• **Records for this task**
··········
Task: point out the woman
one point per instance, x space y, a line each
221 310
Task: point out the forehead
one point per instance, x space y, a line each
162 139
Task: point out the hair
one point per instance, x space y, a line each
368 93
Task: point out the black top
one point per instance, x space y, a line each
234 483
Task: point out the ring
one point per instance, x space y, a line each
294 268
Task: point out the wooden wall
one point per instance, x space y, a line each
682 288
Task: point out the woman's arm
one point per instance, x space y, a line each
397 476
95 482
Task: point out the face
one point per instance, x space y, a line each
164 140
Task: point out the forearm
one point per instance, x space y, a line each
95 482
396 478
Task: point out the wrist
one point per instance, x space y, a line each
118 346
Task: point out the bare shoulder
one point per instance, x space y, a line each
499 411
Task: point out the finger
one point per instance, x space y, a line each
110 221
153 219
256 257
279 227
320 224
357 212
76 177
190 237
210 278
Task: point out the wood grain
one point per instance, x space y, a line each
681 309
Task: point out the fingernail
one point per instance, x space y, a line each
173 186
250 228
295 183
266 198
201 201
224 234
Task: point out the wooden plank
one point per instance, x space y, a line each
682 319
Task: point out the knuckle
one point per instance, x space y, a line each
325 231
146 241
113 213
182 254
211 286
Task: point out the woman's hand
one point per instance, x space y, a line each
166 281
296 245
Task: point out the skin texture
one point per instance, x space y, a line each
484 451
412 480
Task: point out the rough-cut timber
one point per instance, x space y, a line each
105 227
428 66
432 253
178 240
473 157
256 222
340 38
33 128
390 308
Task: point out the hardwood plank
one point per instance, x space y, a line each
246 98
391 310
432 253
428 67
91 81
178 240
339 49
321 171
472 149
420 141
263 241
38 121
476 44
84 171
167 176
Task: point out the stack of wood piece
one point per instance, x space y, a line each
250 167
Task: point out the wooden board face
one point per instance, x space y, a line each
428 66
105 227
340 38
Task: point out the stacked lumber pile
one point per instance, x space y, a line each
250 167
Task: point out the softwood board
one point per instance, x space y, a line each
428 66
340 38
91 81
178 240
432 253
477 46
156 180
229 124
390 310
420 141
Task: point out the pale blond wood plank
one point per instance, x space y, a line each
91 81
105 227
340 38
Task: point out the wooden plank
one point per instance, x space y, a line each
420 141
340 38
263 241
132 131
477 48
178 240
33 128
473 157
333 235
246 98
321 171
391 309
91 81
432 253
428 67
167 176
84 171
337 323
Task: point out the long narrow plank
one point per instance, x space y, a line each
··········
• **Aim**
Each line of the material above needs to be quoted exactly, please.

• **Result for this task**
Task: point out the woman
one point per instance, x space y, a line each
221 310
Task: point out the forehead
one point per instance, x space y, a line each
162 139
Task: point out the hair
one point per instance, x space y, a line each
368 93
Task: point out the black top
one point per instance, x space y, a line each
234 483
Task: point out the ring
one point per instance, x space y, a line each
294 268
Task: point out the wooden wall
one point per instance, x space y, a line each
682 288
Task: point out the woman's arm
one point per instance, x space y, a line each
397 476
95 482
Task: point out the face
one point per instance, x space y, a line each
164 140
Task: point out the forearm
one point per instance, x space y, a line each
95 482
396 478
Task: point out the wrist
one point per instance, x space y, a line each
118 346
Task: point out the bare shoulder
one point per instance, x space y, a line each
499 411
Task: point out the finger
one point per instance, x space y, a line each
110 221
153 219
256 257
279 227
320 224
357 212
76 177
190 237
210 278
Task: point out the wood grain
one point per instance, x space y, a line each
681 309
Task: point out the fingernail
one point per instance, x space y, a line each
173 186
250 228
295 183
266 198
201 201
224 234
Task: point out the wooden plank
one point per instance, x space y, a line each
682 319
Task: point out the knuckle
one point per instance, x space y, a line each
325 231
146 241
113 213
182 254
211 286
Task: point out the woman's hand
one point per instance, x space y, a line each
166 281
296 245
Task: point out the skin texture
one point per instance, x space y, a line each
484 451
412 480
Task: point out the rough-cut timber
one point per instance, x space y, a line each
105 227
428 66
432 253
178 240
473 157
256 222
340 38
33 128
390 308
Task: point out the hardwood plank
one point per instance, x space y, a line each
246 98
391 310
432 253
428 67
91 81
178 240
339 49
321 171
472 149
420 141
263 241
38 121
476 44
84 171
167 176
Task: point out the stack of wood piece
one point per instance, x space y, a line each
250 167
Task: point out the wooden board face
one point per instance, x space y, a line each
428 66
105 227
340 38
Task: point out the stacked lumber pile
one point per instance, x space y, a line each
250 167
Task: point out the softwood board
one point per instance, x space y, a line each
428 66
340 38
91 81
178 240
432 253
477 46
156 180
229 124
390 310
420 141
Task: point out the pale blond wood plank
one point per instance, x space y, a line each
91 81
105 227
340 38
Task: point out the wooden plank
one point per instance, x space y, a line each
420 141
340 38
263 241
132 131
477 48
178 240
33 128
473 157
333 235
246 98
321 171
391 309
91 81
432 253
428 67
167 176
84 171
337 323
Task: point out the long narrow plank
one point per instance, x space y, a line each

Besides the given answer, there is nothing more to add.